Records from a data collection
--- begin ---

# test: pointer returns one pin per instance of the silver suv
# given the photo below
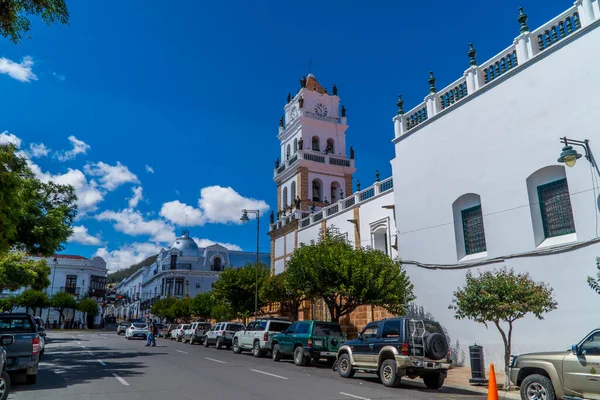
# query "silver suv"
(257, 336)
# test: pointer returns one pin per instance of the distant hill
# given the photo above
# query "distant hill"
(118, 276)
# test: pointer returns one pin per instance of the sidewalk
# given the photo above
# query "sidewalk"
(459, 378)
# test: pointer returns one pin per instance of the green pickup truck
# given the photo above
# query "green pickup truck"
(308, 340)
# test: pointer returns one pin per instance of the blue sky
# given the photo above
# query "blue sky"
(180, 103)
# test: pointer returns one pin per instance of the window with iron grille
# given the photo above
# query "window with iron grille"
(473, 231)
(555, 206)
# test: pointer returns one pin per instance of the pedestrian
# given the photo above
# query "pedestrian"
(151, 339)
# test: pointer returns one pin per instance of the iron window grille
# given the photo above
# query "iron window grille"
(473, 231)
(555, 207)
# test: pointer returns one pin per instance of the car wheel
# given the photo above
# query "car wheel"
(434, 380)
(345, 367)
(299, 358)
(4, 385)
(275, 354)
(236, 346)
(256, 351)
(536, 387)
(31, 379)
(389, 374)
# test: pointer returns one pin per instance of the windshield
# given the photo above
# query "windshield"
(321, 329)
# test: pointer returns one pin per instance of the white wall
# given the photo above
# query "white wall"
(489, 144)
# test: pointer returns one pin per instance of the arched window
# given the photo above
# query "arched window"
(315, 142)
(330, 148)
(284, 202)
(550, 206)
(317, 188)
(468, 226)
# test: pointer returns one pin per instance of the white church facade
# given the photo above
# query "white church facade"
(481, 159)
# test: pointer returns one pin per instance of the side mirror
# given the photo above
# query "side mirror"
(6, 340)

--- end ---
--- begin ---

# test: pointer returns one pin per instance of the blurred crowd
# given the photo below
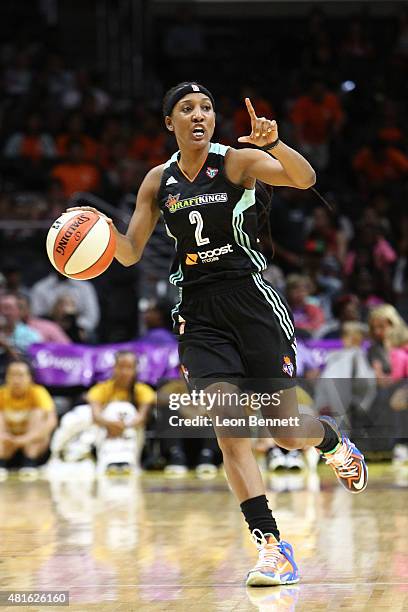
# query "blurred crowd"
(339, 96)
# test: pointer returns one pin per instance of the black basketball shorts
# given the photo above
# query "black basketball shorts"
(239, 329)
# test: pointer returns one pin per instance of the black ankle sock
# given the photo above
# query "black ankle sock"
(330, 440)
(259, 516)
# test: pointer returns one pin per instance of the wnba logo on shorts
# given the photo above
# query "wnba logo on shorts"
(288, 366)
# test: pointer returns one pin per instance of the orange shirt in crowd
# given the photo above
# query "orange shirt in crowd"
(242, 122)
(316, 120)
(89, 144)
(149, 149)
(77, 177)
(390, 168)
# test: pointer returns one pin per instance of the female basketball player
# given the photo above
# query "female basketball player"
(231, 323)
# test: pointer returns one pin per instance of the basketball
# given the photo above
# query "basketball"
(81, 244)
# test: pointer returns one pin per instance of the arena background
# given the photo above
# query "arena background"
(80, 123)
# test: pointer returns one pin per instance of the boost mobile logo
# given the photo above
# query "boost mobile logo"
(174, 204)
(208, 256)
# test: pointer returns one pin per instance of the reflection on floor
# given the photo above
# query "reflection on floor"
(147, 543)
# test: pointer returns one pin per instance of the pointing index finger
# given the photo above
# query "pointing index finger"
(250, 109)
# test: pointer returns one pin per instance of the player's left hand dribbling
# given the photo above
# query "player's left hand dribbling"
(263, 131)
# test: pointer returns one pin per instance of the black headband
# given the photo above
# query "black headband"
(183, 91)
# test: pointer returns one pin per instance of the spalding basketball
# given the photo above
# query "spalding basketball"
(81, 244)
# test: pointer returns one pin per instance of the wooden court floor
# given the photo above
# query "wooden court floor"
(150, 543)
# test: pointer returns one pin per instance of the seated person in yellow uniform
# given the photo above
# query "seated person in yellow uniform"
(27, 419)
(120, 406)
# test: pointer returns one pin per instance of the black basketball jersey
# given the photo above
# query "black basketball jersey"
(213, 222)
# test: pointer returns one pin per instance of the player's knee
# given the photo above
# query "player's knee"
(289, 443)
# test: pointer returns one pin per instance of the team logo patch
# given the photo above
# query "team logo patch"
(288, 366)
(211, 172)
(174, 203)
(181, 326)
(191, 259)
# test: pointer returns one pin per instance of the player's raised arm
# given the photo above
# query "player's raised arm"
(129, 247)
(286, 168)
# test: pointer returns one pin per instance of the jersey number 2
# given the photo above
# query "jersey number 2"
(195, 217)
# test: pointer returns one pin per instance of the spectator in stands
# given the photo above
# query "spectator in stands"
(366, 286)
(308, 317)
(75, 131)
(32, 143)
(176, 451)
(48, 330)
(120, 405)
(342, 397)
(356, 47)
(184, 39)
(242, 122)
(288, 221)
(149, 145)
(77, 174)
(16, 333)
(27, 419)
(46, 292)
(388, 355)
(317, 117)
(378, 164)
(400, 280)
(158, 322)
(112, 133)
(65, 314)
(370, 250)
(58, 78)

--- end ---
--- begin ---

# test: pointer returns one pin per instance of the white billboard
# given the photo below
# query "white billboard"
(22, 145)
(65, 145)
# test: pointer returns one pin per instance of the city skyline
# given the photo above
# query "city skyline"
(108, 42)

--- end ---

Requirements
Report how many lines in the data above contain the string "floor". Reply with the number alone.

Answer below
4